## YOUR GOAL:
Once the records have been read, set every one down as it stands.

"""

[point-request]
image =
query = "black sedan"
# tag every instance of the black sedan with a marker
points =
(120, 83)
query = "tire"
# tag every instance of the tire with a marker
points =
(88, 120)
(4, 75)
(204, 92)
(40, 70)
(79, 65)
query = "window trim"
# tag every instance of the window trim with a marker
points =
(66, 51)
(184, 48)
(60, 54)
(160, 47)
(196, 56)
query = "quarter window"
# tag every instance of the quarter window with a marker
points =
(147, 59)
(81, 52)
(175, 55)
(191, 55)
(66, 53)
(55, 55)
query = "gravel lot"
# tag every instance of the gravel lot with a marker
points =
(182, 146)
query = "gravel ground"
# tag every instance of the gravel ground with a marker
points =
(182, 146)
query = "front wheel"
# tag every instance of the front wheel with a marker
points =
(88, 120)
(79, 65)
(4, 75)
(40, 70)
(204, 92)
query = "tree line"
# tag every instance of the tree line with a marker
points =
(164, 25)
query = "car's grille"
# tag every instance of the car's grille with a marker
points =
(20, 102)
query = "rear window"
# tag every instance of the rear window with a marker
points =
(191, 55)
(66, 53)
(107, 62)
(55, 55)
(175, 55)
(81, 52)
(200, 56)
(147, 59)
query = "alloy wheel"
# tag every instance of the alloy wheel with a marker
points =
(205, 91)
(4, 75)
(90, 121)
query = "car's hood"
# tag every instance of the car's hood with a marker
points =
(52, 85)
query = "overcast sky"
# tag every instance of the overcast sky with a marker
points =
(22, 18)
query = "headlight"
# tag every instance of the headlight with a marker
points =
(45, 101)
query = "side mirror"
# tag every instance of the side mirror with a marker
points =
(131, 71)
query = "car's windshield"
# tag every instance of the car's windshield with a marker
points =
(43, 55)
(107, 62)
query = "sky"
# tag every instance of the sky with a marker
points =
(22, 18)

"""

## THE ANSWER:
[point-request]
image =
query = "black sedan"
# tag every instance of the black sedan with a marker
points =
(120, 83)
query = "tire"
# tag every instance of the tire with a marker
points =
(88, 120)
(4, 75)
(204, 92)
(40, 70)
(79, 65)
query = "window trim"
# tag every instance of the window trim with a marker
points =
(66, 51)
(184, 48)
(60, 54)
(160, 47)
(196, 56)
query = "quarter window"
# tag every instance of the quarter window with a marker
points =
(147, 59)
(81, 52)
(175, 55)
(191, 55)
(66, 53)
(55, 55)
query = "gravel lot"
# tag every instance of the gravel lot with a marker
points =
(182, 146)
query = "gravel ground"
# tag every instance of the gravel ground with a marker
points =
(182, 146)
query = "front wheel"
# tag every instance of the front wheel with a marker
points =
(88, 120)
(79, 65)
(4, 75)
(40, 70)
(204, 92)
query = "tree line"
# tag every instance of the tree line with a marker
points =
(164, 25)
query = "car's grille"
# tag every instance of the car's grille with a marker
points =
(20, 102)
query = "rear window"
# tag every instance of the rear window with a marker
points =
(191, 55)
(66, 53)
(107, 62)
(55, 55)
(175, 55)
(81, 52)
(200, 56)
(147, 59)
query = "alloy wheel"
# tag every instance of the alloy wheel with a marker
points =
(205, 91)
(4, 75)
(90, 121)
query = "car's hood"
# tag every instance of the car's hood with a marker
points =
(52, 85)
query = "overcast sky"
# tag every instance of the overcast sky with a marker
points =
(22, 18)
query = "headlight"
# tag every instance of the headlight with a marker
points =
(45, 101)
query = "side mirror"
# tag every instance of the side mirror with a marker
points =
(131, 71)
query = "car's windshield"
# tag every instance of the car's windshield with a marker
points =
(43, 55)
(107, 62)
query = "sky"
# tag every instance of the sky with a marker
points =
(22, 18)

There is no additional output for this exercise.